* _Exercise instructions_
Gather every line from the material below that contains the word "query".

* _Records_
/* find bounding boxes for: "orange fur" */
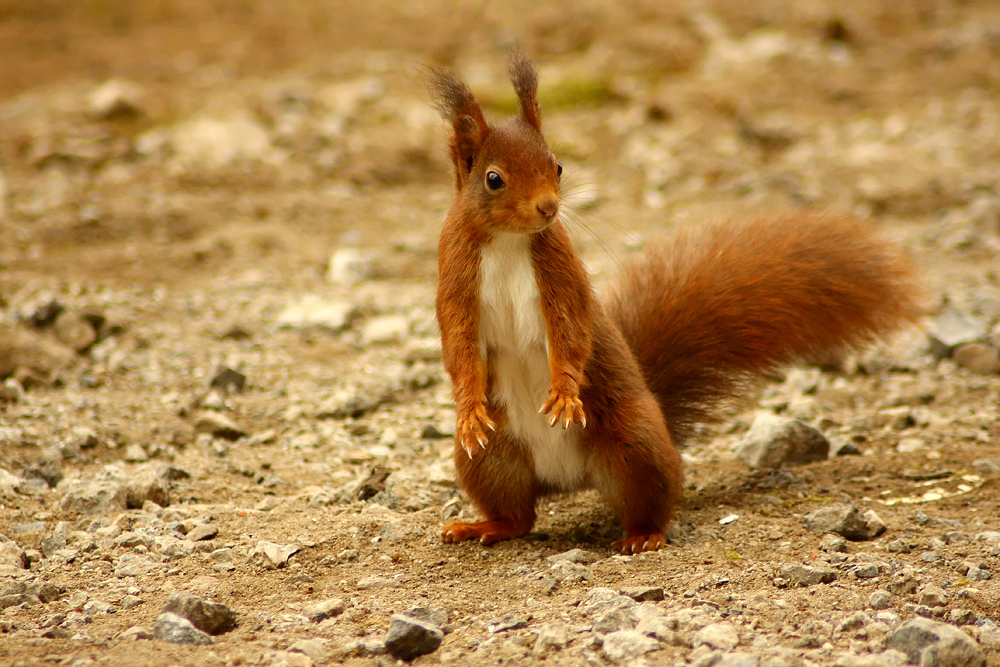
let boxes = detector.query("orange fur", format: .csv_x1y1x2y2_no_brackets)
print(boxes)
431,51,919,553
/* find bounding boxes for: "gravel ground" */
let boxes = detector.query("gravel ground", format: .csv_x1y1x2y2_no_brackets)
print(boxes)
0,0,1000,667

* _Reply_
let boxes = detector.query("orange fur", format: .csv_x1y1x2y2_no_brackets)
let boxes = detector.query("gravel ground", format: .csv_x1y1x2y2_no_brackets)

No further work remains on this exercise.